__TASKS__
**a)** Answer these questions from the depreciation interview:
(i) What company is Brad Beer from?
(ii) The end of which month does Brad say is coming up?
(iii) Who does Brad say the depreciation tax deduction is for?
**b)** In the depreciation interview, Brad describes what happens as the end of June approaches. List each of those things.

__ARTICLE__

Brad Beer from BMT Tax Depreciation joins me.

Brad, I thought it might be timely for us just to go over some of the benefits of doing that, and doing it right now, getting that depreciation schedule in place. Welcome to the show.

Brad:  It’s great to be here, Kevin. Yes, for sure. The big thing is that depreciation is one of those tax deductions that’s there that so many people tend to overlook. Now is a good time to think about that because it’s tax time.

You’re about to run to the end of June and we get a situation where we get group certificates, we start thinking about tax returns, of getting some cash back from the tax office. So, if you can get as much of that organized and ready to get as much as possible by the time you get to your accountant makes the whole process quicker, easier.

And this depreciation – the tax deduction for all property investors – is just not done properly so often. You don’t want to leave your cash on the table. The building is getting older, it’s wearing out, there’s deductions there. You want to make sure you’re taking advantage of those and getting the most out of those investment properties.

Kevin:  Have you had any idea of how many investors in Australia don’t get depreciation schedules who would be able to?

__Region labeling records__

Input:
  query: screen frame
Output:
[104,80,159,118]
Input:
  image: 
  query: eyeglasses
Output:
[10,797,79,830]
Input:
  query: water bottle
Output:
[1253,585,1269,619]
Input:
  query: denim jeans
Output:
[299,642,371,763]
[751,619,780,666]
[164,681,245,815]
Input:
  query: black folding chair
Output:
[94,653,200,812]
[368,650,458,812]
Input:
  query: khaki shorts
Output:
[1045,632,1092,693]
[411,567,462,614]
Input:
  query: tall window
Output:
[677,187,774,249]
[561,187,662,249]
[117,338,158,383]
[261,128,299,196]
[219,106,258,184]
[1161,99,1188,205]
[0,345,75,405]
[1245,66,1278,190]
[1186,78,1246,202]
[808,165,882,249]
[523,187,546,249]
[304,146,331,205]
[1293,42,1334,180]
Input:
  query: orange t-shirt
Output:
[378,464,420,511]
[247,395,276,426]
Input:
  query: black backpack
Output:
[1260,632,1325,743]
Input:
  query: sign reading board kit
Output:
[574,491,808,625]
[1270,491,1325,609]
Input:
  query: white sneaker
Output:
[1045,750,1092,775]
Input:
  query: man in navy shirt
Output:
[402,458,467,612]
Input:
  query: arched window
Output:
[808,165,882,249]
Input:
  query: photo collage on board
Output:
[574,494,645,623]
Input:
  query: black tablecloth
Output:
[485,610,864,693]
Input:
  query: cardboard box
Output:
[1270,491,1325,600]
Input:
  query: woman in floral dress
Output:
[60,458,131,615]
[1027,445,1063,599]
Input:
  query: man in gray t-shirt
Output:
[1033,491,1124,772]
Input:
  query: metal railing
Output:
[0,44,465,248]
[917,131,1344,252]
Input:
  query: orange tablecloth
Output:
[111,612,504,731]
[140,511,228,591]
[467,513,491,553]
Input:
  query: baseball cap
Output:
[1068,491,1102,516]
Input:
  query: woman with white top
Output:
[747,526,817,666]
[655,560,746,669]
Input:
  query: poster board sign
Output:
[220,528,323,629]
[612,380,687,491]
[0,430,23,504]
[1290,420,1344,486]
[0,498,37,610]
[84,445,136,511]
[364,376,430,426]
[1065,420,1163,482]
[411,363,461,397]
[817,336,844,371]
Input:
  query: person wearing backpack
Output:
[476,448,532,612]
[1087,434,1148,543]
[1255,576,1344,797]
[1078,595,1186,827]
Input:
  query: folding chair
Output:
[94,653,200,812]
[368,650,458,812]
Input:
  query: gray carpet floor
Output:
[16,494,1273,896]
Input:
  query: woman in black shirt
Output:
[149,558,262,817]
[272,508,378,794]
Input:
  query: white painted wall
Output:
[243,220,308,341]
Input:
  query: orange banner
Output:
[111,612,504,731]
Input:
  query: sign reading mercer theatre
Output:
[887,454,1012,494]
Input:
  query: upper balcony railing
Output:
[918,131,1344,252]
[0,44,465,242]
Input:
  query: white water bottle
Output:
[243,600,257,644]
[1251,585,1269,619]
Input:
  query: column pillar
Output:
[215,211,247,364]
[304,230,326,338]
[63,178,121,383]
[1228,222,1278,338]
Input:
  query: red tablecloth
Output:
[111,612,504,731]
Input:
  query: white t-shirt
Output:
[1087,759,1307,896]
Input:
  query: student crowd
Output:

__SOLUTION LIST__
**a)**
(i) BMT Tax Depreciation
(ii) June
(iii) All property investors

**b)**
- Getting group certificates
- Starting to think about tax returns
- Thinking about getting some cash back from the tax office